§ **PROVIDED PASSAGE**:

• • •

Budgets Take Shape Amid Questions On How Many NC Students Will Return To Public Schools
As school districts across North Carolina prepare their budgets, tens of millions of public dollars are riding on whether — and where — the students who left public schools during the pandemic return.
Public school enrollment projections are the foundation for allocating teacher positions and doling out a big chunk of the state budget. Normally it’s pretty straightforward.
But just over a year ago the pandemic closed schools. In August, most districts reopened in remote mode, and most saw a steep drop in enrollment. The state’s school business director, Alexis Schauss, says that makes it more important — and more difficult — to project what’s coming in August.
"What we do know is that there will be an increase in average daily membership next year," Schauss said at a recent state Board of Education meeting. "The question is what number will return and what grades will they return in."
Before the pandemic, most school districts were seeing enrollment inch down. Schauss says that’s because of declining birth rates and growing numbers of families opting for charter schools or home schooling. This year, North Carolina school districts on average saw an unusually steep enrollment drop of 5% — and kindergarten enrollment dropped 15%.
Many school officials believe the lack of in-person classes led families to seek alternatives, and they hope students return as in-person classes resume. Ideally, Schauss says, state budget planners would have a good idea of how many students are coming back to each district in August and how that will break down by grade level.
That makes a difference for budgeting. Schauss noted that the state pays for one teacher for every 18 kindergarten students, but only one for every 29 high school seniors.

• • •

§ **GIVEN DATA**:
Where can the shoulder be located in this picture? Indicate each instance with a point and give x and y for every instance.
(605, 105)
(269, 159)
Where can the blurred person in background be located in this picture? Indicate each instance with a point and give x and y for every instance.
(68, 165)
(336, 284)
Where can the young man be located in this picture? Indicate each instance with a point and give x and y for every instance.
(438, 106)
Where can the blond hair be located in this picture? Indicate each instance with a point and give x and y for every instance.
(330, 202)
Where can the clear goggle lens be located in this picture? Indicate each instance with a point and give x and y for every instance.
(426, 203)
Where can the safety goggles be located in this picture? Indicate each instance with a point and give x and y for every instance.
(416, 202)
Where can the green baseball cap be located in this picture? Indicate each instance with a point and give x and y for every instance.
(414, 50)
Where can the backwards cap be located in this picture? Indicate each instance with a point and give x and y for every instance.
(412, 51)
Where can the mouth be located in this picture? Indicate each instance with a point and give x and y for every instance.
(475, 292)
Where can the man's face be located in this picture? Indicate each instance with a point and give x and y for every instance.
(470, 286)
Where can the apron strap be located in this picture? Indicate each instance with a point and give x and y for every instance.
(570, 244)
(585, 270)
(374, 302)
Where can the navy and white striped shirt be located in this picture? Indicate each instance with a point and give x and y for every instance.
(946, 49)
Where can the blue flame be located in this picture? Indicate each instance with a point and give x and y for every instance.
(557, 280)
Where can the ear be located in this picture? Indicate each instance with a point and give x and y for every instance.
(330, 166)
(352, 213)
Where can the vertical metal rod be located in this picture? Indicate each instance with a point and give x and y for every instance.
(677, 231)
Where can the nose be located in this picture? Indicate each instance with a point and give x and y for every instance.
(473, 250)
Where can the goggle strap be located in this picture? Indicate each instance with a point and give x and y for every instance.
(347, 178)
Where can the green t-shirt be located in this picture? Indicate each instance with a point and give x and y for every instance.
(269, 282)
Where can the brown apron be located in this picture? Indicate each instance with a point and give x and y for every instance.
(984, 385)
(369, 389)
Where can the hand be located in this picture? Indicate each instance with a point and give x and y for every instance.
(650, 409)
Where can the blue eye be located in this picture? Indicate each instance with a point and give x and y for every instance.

• • •

§ **THE PROBLEM**: Copy the stretch from "But just over" through "coming in August." in the article on North Carolina school budgets, substituting "virtual mode" for "remote mode".

§ **ANSWER SECTION**:
But just over a year ago the pandemic closed schools. In August, most districts reopened in virtual mode, and most saw a steep drop in enrollment. The state’s school business director, Alexis Schauss, says that makes it more important — and more difficult — to project what’s coming in August.